Gather every line below that holds the word "beard", and copy each one out.

(Data items)
+++++

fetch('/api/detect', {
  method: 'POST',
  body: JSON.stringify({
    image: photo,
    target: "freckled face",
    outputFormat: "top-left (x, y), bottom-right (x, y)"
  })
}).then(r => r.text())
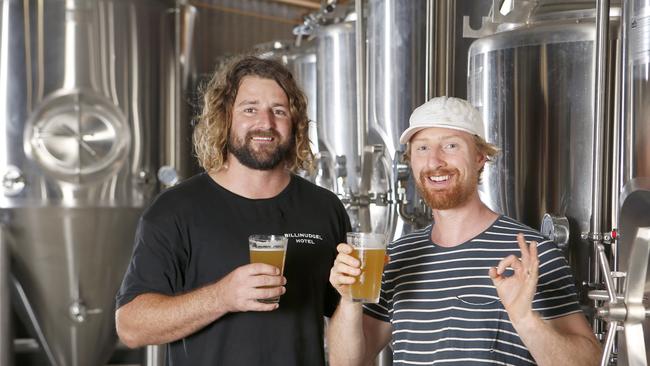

+++++

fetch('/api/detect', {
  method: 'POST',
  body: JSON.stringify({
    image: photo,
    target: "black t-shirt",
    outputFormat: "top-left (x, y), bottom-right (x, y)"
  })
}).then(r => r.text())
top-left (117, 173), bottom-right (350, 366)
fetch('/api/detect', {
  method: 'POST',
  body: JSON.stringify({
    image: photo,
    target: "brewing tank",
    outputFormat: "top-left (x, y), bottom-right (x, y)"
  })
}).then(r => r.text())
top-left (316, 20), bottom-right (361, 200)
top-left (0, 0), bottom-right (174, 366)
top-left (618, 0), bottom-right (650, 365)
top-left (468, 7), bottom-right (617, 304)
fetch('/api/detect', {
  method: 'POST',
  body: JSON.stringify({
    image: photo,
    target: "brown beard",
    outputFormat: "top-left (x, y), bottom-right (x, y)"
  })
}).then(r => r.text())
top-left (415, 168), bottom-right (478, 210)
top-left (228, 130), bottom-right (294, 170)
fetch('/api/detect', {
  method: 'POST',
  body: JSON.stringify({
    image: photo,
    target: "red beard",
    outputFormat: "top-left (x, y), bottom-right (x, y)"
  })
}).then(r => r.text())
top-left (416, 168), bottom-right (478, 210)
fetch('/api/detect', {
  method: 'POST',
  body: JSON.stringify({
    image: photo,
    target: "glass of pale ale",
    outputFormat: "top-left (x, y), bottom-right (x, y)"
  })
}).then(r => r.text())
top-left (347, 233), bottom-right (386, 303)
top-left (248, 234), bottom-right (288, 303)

+++++

### Exercise solution
    target: "brown beard",
    target: "red beard",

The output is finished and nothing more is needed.